What is needed ▸ Count the lines in the records below that contain the word "building", and give only the number.

— Start Records supplied —

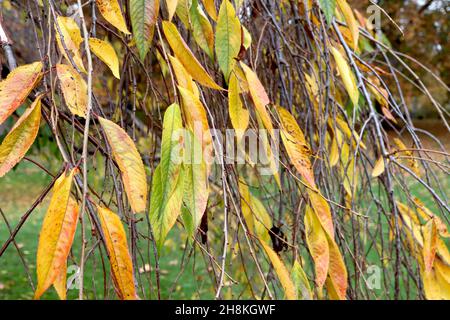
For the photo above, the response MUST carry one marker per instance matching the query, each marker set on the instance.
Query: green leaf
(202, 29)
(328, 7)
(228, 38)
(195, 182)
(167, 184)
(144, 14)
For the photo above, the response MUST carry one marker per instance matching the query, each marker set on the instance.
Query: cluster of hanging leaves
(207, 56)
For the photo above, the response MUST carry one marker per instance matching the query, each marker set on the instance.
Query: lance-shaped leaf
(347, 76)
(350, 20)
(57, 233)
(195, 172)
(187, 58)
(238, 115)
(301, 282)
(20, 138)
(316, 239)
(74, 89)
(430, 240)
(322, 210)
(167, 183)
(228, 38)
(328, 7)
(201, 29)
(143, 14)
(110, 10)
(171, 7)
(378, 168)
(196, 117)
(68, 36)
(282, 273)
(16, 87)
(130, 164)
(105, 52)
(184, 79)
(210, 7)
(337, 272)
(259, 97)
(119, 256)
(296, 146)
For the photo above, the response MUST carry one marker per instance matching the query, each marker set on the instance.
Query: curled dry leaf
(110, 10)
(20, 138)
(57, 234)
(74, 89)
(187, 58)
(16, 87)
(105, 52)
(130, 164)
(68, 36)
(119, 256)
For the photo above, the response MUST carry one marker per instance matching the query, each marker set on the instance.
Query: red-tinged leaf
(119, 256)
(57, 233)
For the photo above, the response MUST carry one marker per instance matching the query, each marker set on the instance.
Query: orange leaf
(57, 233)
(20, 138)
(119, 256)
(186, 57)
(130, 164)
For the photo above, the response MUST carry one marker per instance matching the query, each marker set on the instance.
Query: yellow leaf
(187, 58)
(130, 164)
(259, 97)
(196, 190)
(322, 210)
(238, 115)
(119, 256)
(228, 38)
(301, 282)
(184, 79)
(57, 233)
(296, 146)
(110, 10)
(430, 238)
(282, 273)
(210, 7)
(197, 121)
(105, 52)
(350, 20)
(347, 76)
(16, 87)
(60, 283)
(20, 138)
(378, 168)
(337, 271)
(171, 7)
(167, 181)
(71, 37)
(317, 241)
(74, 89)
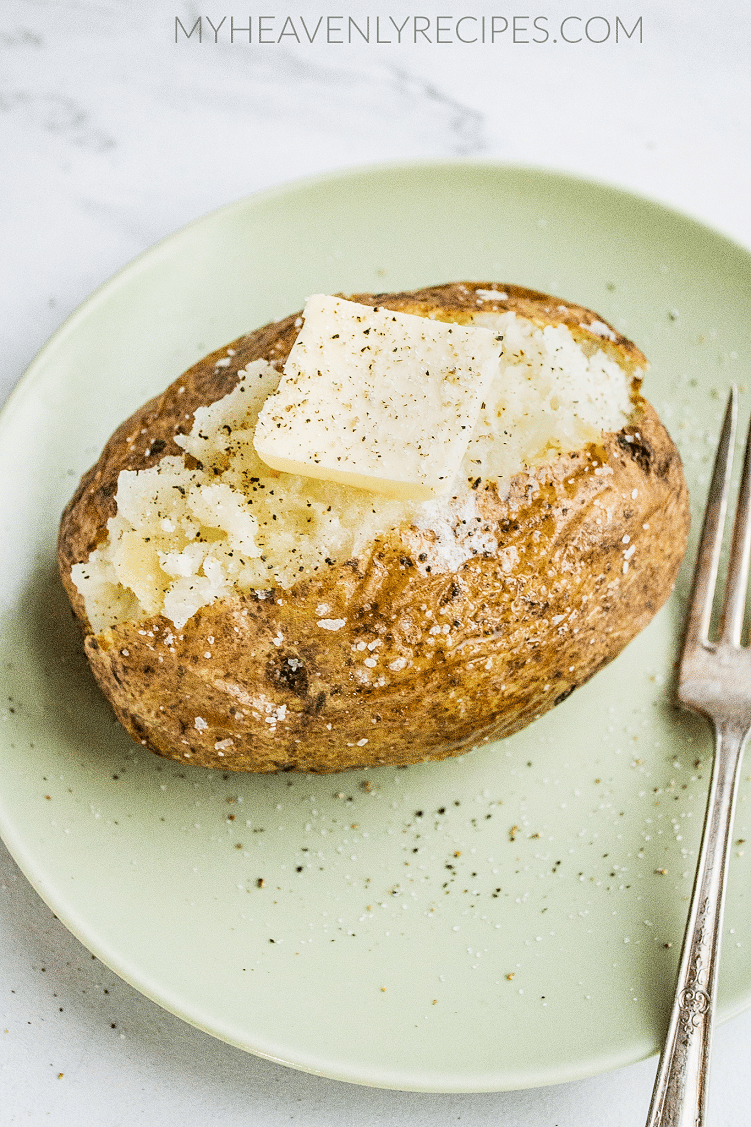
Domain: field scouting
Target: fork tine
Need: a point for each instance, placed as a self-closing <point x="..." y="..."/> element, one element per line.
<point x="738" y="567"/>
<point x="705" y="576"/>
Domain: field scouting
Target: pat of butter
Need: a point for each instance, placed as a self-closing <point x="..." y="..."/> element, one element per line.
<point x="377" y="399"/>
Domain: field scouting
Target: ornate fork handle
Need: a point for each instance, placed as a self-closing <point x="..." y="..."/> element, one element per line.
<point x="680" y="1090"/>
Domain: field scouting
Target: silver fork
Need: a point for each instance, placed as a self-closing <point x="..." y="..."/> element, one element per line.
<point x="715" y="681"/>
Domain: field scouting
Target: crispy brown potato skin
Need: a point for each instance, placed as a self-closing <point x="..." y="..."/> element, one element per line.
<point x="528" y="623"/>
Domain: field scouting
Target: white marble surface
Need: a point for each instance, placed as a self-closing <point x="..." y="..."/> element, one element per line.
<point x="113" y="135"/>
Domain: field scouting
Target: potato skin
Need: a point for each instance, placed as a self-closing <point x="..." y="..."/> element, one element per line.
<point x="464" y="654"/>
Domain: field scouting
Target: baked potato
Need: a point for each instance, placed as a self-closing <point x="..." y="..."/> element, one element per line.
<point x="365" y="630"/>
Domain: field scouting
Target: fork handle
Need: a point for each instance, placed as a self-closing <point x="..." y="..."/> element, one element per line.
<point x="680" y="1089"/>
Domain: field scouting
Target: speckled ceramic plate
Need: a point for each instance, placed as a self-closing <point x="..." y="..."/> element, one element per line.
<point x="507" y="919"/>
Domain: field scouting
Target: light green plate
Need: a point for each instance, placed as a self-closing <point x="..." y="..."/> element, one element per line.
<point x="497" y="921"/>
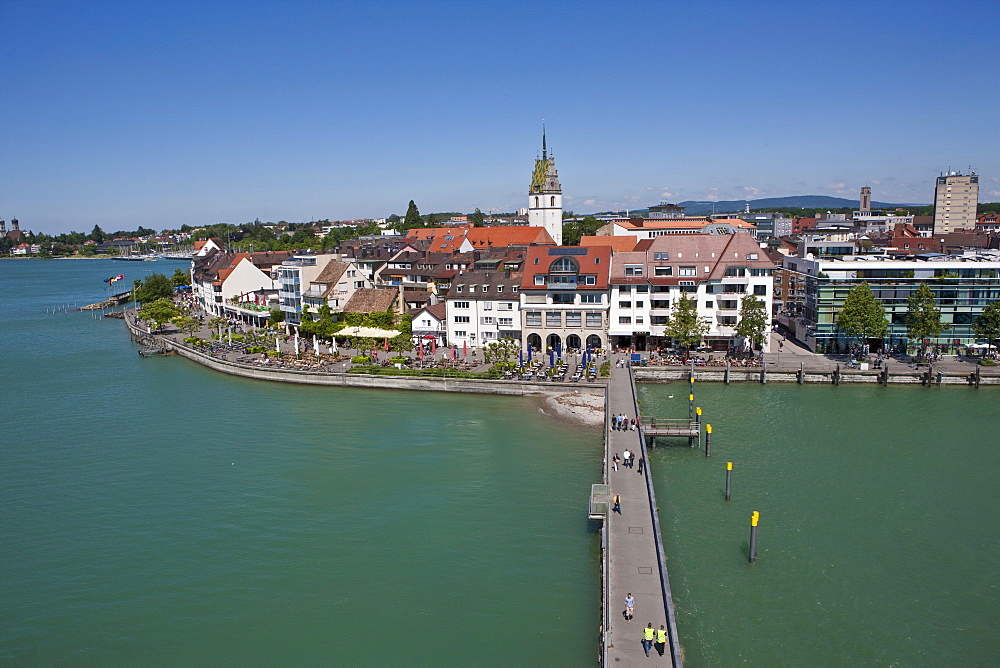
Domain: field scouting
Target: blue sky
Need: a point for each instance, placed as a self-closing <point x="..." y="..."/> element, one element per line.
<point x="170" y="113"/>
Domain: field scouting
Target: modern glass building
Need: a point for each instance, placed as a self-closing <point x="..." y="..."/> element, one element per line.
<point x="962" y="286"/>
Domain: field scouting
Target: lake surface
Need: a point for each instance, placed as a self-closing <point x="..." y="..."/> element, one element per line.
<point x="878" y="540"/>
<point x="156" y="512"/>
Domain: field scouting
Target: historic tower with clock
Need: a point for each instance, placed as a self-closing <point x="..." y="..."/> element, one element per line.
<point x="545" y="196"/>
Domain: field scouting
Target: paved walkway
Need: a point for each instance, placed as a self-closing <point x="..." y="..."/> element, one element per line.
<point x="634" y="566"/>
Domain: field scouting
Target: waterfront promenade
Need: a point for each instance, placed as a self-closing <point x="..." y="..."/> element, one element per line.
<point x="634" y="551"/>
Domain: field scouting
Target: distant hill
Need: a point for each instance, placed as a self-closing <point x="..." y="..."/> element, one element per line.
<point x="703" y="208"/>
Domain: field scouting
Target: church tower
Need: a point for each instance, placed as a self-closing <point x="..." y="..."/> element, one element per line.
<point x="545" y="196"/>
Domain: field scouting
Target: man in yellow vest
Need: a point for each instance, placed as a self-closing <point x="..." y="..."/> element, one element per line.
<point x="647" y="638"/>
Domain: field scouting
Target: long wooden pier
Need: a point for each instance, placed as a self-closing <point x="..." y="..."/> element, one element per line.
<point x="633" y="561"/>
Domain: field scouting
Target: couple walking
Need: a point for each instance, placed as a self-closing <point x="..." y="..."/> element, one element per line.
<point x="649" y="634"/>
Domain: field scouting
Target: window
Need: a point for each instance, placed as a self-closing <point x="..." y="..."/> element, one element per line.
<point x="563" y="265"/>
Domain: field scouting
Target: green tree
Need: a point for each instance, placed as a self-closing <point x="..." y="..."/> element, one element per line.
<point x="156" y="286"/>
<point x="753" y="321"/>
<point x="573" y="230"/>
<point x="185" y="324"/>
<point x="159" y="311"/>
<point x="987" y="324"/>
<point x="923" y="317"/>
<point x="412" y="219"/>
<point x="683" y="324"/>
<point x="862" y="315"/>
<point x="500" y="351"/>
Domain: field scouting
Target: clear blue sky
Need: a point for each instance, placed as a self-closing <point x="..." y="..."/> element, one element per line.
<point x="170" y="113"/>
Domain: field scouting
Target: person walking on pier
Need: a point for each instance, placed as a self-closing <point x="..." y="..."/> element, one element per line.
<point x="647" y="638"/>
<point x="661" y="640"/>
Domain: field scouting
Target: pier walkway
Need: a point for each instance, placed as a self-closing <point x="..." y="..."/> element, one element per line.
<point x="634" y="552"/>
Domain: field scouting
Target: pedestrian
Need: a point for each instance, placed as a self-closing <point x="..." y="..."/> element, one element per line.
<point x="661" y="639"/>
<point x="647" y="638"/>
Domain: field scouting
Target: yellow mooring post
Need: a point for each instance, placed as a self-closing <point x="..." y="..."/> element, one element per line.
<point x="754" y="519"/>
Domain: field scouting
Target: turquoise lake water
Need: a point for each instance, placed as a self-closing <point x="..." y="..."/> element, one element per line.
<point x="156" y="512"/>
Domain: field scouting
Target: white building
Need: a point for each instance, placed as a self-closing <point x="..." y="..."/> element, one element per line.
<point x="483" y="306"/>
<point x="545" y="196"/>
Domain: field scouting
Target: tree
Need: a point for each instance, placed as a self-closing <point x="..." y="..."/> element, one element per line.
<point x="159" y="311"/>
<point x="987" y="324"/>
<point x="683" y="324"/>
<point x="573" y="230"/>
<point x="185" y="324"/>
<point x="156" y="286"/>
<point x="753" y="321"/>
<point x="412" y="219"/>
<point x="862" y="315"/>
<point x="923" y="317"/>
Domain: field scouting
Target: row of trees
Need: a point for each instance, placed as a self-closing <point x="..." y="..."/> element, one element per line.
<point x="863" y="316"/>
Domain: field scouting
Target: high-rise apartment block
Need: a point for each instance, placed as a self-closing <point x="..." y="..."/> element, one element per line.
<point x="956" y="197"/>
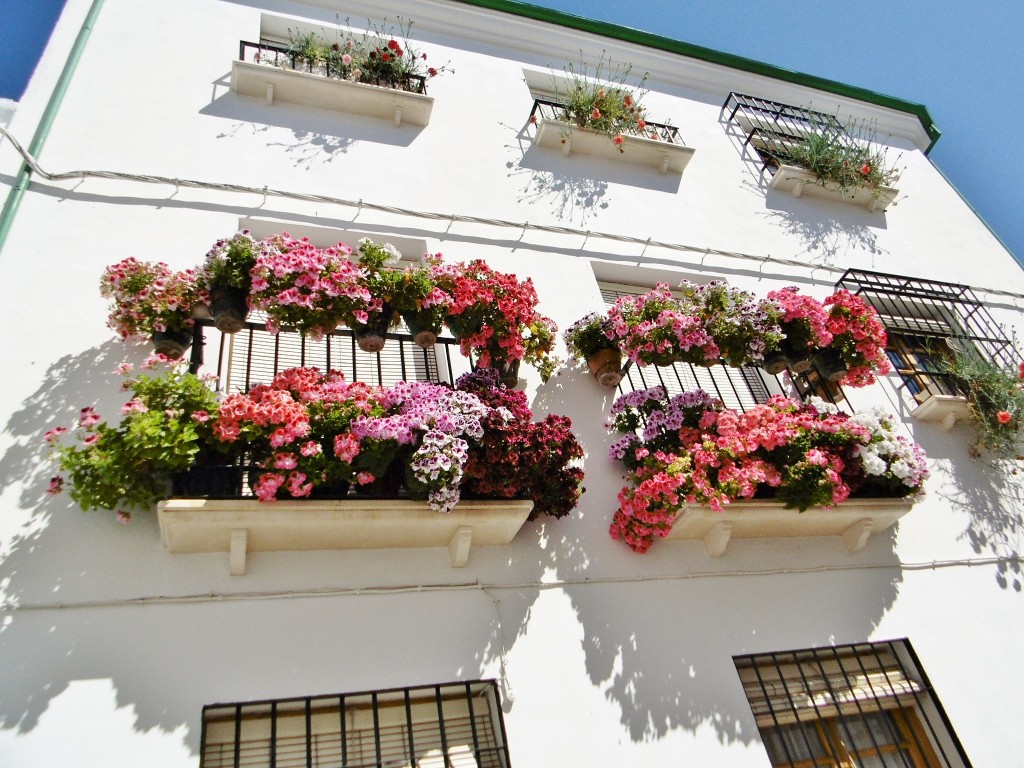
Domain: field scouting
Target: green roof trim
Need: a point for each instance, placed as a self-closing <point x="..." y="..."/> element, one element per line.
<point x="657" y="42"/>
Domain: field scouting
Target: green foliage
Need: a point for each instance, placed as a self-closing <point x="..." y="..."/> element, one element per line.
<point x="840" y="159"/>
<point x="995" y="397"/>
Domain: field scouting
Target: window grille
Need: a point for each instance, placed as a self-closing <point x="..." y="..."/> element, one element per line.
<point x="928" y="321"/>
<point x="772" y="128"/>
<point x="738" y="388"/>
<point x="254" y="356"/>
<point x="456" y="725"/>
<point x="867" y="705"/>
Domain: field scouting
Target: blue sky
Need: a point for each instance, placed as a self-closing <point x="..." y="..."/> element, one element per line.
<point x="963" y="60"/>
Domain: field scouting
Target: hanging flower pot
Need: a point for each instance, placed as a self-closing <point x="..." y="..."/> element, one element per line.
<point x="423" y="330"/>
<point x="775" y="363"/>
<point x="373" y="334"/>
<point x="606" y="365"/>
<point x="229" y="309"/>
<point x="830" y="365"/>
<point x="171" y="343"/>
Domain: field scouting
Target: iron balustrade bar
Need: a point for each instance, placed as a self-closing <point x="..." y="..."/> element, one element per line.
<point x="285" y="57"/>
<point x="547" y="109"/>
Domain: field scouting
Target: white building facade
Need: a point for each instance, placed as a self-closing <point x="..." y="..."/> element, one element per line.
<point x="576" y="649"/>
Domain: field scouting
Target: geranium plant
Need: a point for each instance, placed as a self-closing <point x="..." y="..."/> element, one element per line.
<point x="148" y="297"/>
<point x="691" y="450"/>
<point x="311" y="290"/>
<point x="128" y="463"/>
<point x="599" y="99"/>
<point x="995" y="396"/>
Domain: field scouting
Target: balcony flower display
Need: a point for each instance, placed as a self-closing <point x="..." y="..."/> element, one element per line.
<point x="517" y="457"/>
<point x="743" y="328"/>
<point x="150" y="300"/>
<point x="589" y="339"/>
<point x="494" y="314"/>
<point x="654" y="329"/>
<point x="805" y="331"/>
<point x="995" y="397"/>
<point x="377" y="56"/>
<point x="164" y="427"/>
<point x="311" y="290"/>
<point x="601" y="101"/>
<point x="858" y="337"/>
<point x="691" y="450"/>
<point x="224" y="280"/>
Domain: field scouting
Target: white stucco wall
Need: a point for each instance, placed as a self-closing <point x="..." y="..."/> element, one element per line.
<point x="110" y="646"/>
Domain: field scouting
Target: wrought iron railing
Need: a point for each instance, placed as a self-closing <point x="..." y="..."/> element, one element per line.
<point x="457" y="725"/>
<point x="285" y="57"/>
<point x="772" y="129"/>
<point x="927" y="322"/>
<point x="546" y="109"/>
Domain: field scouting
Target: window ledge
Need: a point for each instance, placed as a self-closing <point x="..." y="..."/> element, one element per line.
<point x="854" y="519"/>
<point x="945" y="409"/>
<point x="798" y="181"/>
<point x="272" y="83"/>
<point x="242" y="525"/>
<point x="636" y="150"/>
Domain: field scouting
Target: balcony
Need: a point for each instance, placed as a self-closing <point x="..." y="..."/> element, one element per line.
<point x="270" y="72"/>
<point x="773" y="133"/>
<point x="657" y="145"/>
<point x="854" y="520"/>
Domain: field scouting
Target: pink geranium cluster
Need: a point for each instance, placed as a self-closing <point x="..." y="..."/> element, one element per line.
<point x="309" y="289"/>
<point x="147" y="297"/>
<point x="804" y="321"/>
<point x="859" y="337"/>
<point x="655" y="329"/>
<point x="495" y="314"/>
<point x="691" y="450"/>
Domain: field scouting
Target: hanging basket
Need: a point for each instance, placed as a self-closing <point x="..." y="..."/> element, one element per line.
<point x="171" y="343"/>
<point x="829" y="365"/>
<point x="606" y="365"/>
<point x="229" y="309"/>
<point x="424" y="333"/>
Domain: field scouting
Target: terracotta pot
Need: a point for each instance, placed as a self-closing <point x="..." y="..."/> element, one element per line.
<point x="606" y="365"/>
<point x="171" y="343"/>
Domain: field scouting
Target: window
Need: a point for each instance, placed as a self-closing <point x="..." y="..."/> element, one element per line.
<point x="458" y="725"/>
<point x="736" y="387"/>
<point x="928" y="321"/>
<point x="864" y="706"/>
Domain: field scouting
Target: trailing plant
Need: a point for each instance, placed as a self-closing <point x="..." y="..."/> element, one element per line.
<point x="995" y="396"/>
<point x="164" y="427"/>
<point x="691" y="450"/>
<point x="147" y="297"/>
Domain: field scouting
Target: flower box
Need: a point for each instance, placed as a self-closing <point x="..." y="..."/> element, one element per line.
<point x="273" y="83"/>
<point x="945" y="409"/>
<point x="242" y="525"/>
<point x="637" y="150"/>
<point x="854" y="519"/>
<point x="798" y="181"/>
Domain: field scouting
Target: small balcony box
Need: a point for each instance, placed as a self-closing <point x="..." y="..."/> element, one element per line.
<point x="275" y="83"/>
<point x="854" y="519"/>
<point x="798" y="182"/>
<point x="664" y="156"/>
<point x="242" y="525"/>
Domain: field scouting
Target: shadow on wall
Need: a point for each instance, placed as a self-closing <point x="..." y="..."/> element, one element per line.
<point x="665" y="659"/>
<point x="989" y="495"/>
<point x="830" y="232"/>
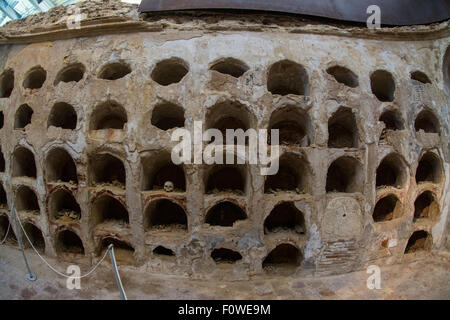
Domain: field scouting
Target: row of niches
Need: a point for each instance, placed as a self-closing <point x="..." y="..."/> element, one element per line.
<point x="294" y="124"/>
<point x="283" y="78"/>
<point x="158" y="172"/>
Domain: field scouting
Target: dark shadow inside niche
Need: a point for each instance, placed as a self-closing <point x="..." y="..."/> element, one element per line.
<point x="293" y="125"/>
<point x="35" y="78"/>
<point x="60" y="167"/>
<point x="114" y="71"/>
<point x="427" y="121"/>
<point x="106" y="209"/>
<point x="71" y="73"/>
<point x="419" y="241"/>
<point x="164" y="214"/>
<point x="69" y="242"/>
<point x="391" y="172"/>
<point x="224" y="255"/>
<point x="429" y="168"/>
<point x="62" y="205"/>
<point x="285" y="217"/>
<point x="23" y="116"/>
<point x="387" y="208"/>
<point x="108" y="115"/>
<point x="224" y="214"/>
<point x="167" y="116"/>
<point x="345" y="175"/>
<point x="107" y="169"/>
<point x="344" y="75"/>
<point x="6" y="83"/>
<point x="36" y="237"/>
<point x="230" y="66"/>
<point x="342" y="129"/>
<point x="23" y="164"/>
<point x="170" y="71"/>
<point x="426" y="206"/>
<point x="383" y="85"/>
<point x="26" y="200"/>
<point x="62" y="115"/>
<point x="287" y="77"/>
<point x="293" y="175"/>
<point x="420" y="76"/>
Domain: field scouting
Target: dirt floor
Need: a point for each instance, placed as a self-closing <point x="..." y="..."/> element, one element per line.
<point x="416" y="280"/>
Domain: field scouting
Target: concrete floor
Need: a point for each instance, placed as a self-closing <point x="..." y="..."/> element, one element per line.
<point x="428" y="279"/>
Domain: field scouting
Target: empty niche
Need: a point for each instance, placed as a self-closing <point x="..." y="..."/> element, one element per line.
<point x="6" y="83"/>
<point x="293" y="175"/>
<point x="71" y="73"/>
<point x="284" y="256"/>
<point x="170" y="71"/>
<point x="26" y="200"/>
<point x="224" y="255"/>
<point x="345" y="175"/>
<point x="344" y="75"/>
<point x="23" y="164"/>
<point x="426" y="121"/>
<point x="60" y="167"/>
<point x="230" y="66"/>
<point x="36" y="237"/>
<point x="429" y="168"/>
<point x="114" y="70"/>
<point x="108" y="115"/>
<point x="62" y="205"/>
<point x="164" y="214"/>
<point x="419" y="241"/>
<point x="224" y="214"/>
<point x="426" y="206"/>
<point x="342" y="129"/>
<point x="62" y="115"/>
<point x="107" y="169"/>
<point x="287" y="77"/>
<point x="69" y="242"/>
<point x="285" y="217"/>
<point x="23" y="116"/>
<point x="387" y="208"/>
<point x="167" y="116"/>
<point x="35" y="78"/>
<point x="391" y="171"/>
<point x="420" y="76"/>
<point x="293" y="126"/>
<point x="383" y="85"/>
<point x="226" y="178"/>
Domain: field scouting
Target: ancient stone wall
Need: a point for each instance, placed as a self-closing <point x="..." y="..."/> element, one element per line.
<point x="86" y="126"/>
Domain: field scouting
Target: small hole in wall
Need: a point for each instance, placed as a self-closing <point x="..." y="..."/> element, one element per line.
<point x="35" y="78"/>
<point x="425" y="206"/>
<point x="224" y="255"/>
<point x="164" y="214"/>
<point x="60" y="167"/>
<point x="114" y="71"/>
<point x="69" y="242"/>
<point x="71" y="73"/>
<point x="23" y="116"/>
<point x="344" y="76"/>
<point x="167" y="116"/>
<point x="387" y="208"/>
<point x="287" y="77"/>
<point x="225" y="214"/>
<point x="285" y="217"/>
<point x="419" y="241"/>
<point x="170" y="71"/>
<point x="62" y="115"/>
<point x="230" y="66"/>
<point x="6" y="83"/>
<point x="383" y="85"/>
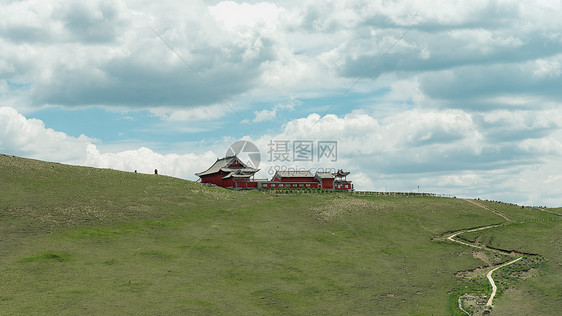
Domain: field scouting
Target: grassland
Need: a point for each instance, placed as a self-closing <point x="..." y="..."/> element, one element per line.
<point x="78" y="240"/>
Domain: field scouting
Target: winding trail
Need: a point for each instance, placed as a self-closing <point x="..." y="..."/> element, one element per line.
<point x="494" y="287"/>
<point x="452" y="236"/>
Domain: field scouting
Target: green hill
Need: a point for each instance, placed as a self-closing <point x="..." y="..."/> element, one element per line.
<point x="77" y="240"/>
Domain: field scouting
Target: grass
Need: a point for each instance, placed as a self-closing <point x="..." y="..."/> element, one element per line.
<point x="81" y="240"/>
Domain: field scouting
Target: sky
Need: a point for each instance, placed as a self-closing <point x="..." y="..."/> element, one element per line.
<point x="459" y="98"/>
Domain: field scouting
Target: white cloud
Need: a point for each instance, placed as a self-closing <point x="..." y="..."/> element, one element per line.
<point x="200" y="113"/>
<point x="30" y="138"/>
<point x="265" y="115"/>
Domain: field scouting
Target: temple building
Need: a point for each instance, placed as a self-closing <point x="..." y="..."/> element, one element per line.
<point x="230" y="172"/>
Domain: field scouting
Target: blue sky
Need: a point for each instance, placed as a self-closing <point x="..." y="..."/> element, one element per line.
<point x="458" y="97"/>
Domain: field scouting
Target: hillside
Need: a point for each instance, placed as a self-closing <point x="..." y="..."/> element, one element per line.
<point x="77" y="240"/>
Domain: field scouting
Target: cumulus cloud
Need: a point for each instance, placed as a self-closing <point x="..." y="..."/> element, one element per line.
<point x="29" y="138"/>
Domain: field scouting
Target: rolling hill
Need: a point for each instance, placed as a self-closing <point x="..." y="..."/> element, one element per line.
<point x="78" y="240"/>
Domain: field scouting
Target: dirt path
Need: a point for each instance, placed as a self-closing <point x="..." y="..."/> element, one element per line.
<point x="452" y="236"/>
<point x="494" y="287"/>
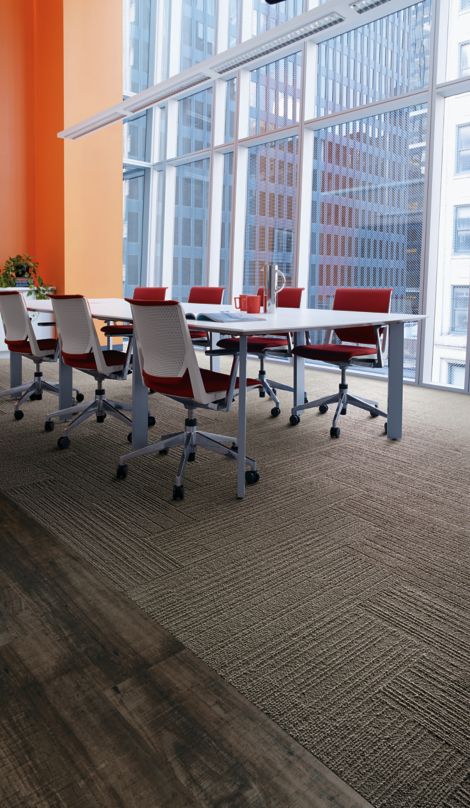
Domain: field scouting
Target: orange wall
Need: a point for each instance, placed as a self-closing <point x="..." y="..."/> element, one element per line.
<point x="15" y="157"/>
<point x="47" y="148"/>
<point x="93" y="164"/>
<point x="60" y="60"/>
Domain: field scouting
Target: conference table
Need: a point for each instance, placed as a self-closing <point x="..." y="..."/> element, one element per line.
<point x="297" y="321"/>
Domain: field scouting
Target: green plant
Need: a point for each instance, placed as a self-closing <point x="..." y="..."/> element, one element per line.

— End Records supplied —

Response ▸ 4